What the task requires: Go through the data below and return each line where the string "nose" appears.
*** Opening of Source data ***
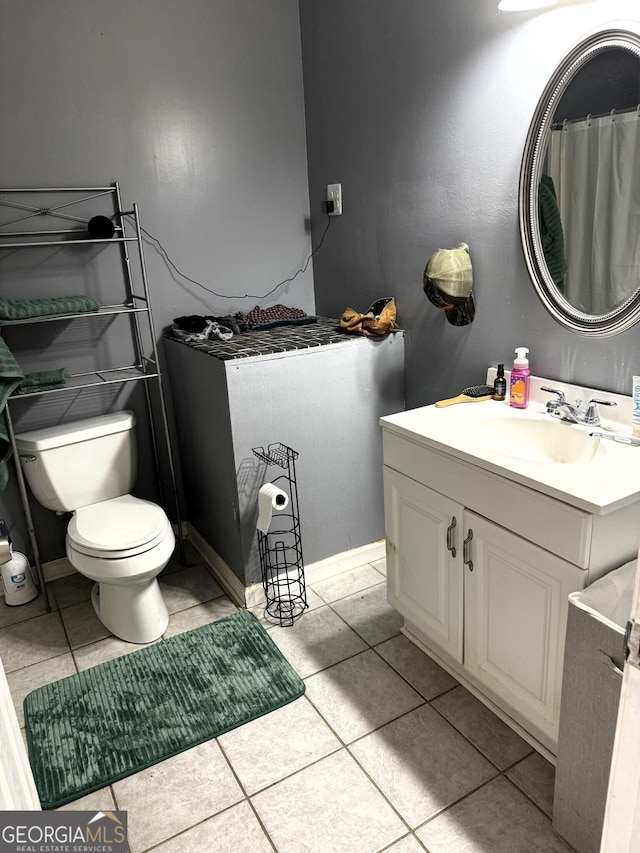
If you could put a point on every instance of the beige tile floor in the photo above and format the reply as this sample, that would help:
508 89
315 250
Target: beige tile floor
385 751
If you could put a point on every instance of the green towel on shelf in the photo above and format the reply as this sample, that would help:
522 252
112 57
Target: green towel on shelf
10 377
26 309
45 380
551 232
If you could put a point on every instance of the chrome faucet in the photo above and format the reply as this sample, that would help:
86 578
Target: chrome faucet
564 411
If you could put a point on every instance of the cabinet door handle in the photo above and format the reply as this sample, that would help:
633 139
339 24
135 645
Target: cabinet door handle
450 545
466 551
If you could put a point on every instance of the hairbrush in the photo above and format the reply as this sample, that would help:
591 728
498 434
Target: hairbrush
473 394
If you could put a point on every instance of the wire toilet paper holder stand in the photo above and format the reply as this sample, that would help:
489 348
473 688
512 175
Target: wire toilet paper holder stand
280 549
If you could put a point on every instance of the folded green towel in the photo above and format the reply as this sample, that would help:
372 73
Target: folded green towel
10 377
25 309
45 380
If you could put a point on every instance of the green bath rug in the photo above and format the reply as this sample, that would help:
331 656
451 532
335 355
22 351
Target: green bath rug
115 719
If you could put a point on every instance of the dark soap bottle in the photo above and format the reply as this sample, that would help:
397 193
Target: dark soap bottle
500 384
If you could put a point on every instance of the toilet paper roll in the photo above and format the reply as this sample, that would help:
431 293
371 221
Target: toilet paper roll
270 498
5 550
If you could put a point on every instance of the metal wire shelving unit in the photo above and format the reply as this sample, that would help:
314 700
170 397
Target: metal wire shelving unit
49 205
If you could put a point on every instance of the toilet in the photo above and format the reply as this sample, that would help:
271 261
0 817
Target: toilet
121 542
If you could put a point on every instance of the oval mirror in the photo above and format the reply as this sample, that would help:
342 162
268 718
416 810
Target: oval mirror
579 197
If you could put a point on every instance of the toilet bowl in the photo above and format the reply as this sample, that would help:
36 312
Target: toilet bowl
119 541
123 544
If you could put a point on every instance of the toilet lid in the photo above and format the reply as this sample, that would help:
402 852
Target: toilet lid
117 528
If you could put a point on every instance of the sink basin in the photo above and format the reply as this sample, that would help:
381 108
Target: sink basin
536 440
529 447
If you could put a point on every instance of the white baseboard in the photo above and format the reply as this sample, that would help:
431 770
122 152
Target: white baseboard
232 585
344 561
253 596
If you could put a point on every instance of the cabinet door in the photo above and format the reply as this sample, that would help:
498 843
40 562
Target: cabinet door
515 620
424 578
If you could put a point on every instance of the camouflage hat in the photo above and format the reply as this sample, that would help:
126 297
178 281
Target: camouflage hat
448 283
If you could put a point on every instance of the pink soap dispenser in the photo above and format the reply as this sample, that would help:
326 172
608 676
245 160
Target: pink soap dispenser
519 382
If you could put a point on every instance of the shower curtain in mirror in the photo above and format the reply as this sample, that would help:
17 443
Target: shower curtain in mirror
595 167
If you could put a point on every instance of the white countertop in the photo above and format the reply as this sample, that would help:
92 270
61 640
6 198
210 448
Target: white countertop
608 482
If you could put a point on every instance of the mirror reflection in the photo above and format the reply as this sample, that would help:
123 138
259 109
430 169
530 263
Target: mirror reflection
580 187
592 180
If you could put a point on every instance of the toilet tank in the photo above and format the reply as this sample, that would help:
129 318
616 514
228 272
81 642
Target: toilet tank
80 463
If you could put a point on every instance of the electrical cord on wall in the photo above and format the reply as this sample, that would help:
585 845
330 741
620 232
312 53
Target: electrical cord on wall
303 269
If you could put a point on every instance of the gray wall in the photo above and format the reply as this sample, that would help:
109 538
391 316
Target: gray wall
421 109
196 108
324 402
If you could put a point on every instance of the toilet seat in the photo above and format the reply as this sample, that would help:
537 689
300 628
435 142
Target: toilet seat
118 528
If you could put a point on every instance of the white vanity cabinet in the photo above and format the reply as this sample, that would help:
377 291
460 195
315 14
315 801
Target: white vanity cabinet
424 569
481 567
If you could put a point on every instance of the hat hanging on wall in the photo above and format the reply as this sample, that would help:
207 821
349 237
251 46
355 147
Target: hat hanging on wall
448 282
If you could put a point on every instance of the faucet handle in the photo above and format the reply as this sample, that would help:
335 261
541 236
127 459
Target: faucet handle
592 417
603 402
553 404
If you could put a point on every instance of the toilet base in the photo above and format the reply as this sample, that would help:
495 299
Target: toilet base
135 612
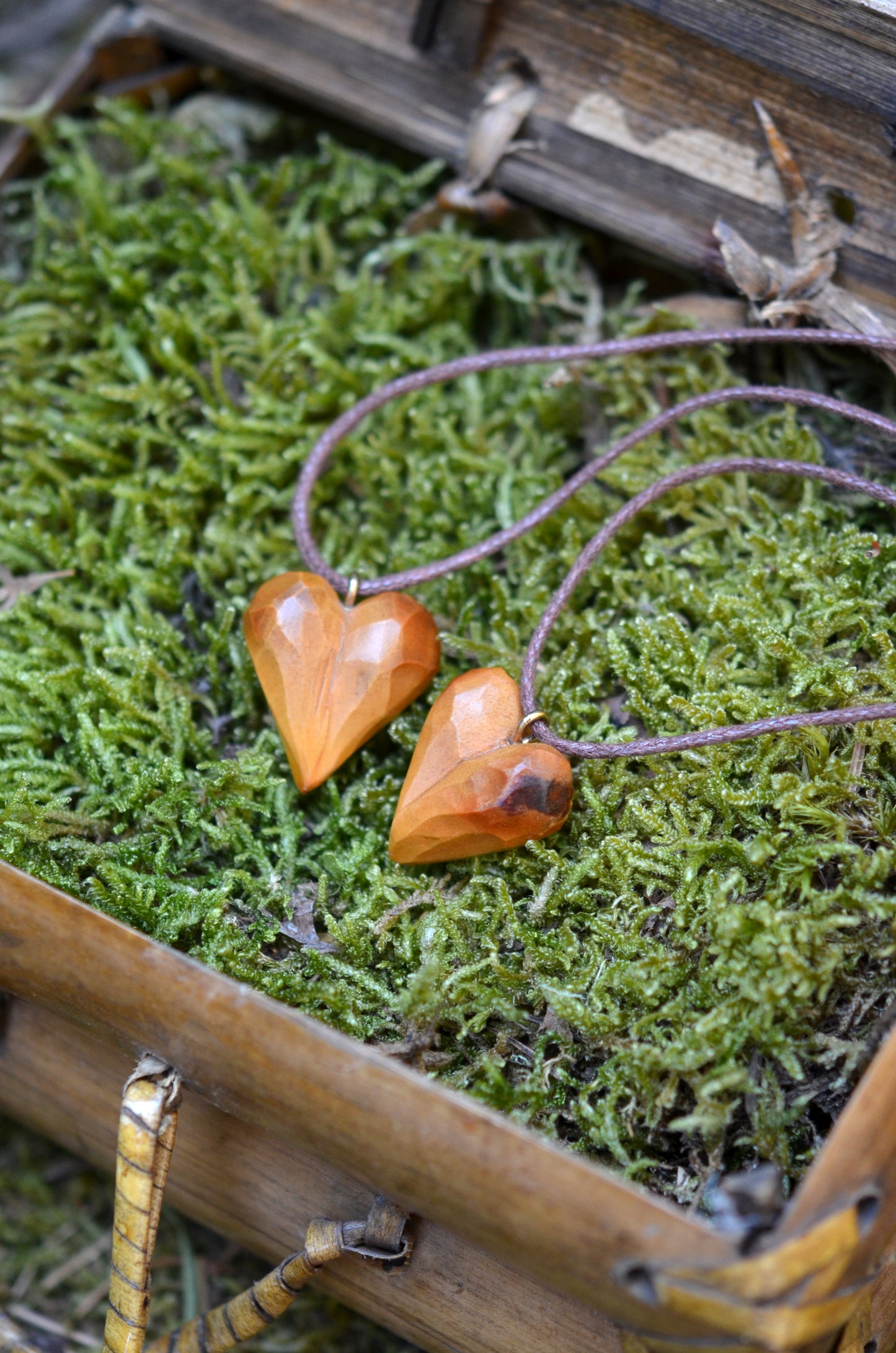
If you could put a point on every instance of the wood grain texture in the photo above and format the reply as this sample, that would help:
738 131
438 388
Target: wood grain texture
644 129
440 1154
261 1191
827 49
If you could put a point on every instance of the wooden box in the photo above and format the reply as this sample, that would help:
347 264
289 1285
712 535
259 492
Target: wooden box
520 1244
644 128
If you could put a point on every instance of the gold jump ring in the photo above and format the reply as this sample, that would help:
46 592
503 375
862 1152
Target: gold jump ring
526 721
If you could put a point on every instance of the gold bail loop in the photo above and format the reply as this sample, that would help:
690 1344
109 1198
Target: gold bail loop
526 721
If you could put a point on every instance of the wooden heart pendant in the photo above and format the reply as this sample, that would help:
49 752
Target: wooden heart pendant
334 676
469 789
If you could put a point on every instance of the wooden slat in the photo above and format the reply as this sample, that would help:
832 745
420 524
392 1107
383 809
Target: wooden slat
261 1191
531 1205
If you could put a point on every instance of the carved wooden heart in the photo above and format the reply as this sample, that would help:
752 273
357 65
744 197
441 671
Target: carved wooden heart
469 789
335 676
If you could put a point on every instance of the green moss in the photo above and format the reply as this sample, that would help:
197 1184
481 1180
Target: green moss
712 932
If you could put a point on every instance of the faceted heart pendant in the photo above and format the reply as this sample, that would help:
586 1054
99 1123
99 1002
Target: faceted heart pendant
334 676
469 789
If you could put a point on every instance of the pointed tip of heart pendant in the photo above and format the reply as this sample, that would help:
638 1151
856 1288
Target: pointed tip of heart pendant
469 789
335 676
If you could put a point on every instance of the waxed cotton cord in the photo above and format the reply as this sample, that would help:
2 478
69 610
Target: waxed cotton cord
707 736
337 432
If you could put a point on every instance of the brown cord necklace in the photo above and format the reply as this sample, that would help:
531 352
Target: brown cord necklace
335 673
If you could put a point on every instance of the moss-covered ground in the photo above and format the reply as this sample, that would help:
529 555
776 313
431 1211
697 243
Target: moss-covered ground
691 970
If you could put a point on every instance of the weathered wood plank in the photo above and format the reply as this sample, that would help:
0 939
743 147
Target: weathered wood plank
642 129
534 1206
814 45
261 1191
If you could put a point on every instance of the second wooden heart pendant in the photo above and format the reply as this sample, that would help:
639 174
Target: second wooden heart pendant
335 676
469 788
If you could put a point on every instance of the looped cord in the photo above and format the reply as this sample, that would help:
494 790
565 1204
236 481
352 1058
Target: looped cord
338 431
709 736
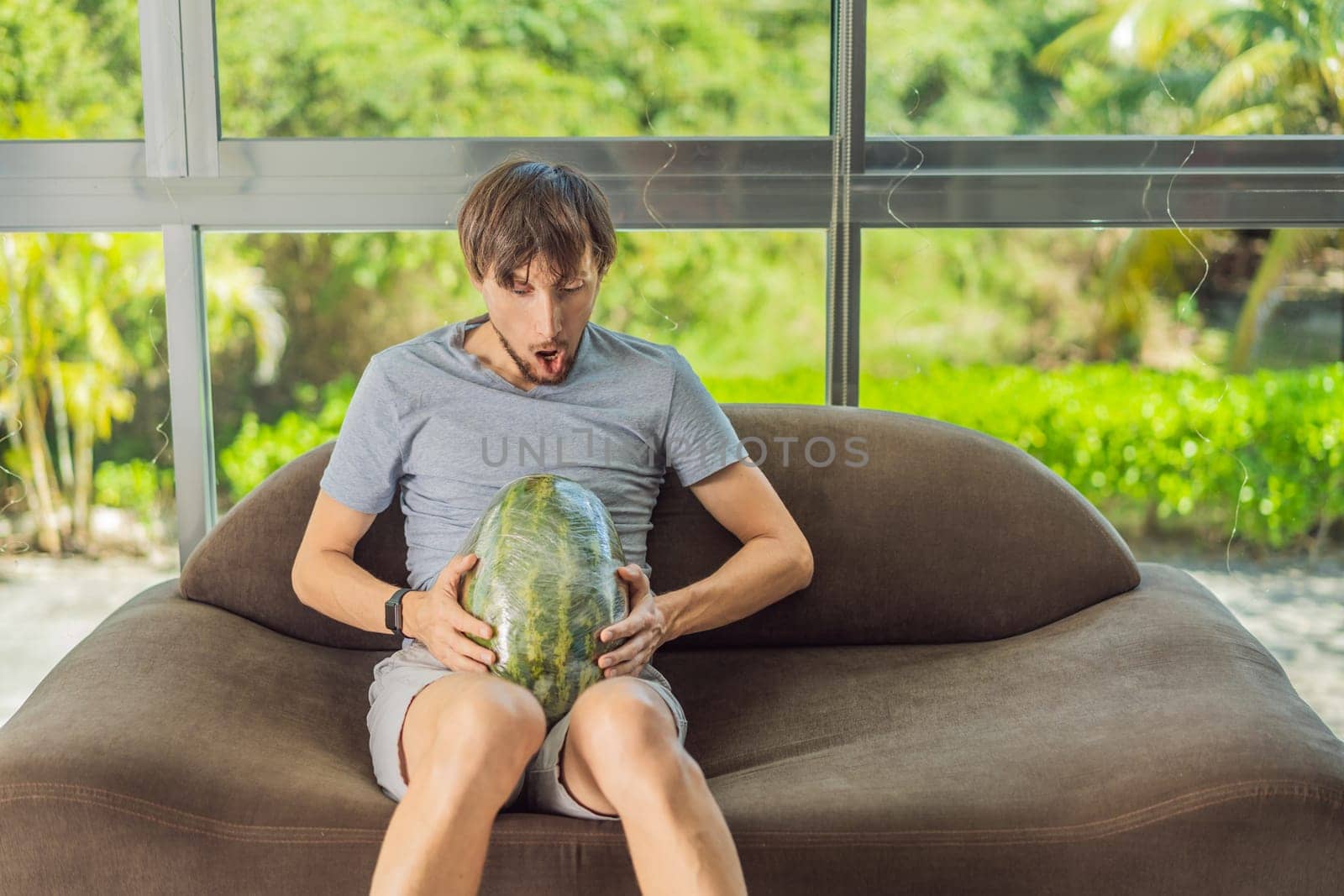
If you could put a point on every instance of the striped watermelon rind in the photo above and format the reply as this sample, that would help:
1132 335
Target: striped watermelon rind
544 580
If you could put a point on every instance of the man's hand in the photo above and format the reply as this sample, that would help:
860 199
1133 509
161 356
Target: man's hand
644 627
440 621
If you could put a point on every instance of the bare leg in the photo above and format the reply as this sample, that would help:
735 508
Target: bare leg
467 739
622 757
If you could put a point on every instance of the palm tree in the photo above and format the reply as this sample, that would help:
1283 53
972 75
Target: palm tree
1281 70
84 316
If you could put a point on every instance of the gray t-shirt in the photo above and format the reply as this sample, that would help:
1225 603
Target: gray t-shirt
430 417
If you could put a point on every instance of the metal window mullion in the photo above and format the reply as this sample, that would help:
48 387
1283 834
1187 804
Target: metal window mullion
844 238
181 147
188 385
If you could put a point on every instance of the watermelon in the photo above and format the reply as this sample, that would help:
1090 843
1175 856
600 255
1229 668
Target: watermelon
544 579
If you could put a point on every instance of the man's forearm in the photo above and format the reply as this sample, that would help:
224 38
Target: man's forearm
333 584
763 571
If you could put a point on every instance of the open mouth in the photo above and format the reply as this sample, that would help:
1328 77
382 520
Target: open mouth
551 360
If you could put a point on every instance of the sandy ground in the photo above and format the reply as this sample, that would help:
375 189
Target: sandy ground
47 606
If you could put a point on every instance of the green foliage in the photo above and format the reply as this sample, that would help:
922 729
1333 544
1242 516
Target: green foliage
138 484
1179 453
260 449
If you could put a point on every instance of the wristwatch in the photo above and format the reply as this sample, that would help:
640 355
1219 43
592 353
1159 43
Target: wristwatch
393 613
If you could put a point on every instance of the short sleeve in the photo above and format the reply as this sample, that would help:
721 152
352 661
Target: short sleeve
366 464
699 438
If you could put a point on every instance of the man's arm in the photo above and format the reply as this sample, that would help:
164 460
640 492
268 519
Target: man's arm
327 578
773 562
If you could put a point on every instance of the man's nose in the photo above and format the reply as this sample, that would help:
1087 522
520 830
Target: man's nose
*** Close of Source data ***
Response to the task:
If you could put a point on every instance of the man's nose in the photo above and format the reply as this sample, that would help:
Target: man's nose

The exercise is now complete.